- What you need to do -
Output the passage of the parallel computing glossary between "API. Application programming" and "processes or threads.", inclusive, copied word for word.

- Excerpt -
_____

Amdahl's law. Amdahl's law defines the maximum speedup available from an algorithm on a particular system. It holds because parallel algorithms almost always include work that can only take place sequentially. From this sequential fraction, Amdahl's law provides a maximum possible speedup. For example, consider the parallelization of a sequential program. If we define the following variables:

Tseq = time for the sequential program

a = fraction of Tseq that represents inherently sequential operations

g = fraction of Tseq that represents operations that can be done in parallel

P = number of processors

S(P) = maximum speedup using P processors

Smax = maximum possible speedup

P = Number of processors

the best possible speedup for P processors is:

S = 1 / (α + (γ / P))

In the limit of infinite number of processors, this expression becomes:

Smax = 1 / α

AND-parallelism. This term refers to one of the main techniques for introducing parallelism into a logic language. Consider the goal "A: B,C,D ". In AND parallelism, subgoals B, C, and D are executed in parallel. All subgoals are working on the same problem and each must succeed if the goal A is to succeed.

API. Application programming interface. A program coded to an API can be recompiled to run on any system that supports that API. See ABI.

Atomic operation. Operation that executes without interference by other concurrently-executing processes or threads.

_____

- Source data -

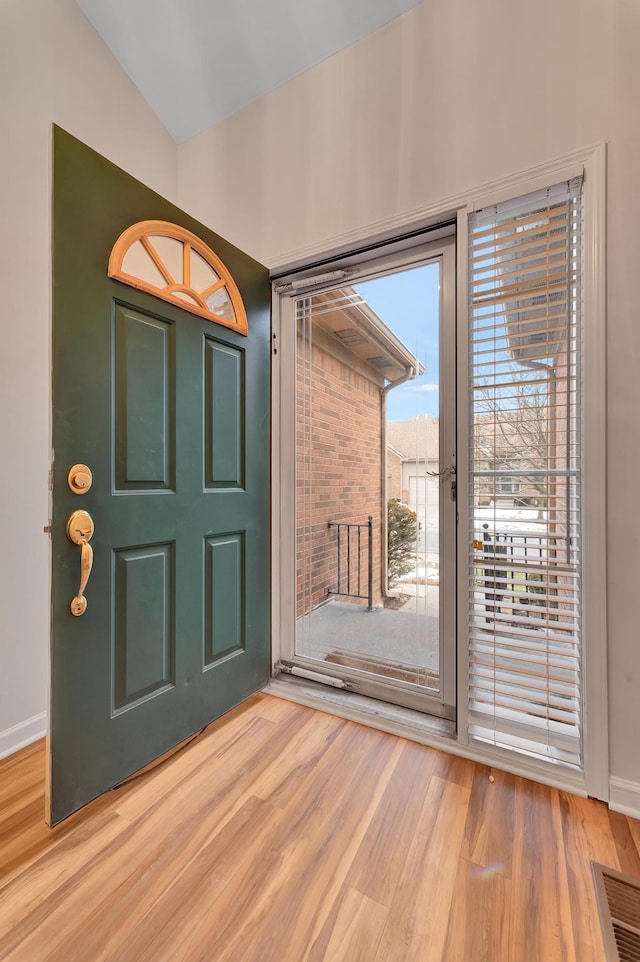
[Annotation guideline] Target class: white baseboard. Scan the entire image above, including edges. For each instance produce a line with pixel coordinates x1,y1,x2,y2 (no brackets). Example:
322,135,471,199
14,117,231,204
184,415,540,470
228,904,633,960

_____

- Finished answer -
API. Application programming interface. A program coded to an API can be recompiled to run on any system that supports that API. See ABI.

Atomic operation. Operation that executes without interference by other concurrently-executing processes or threads.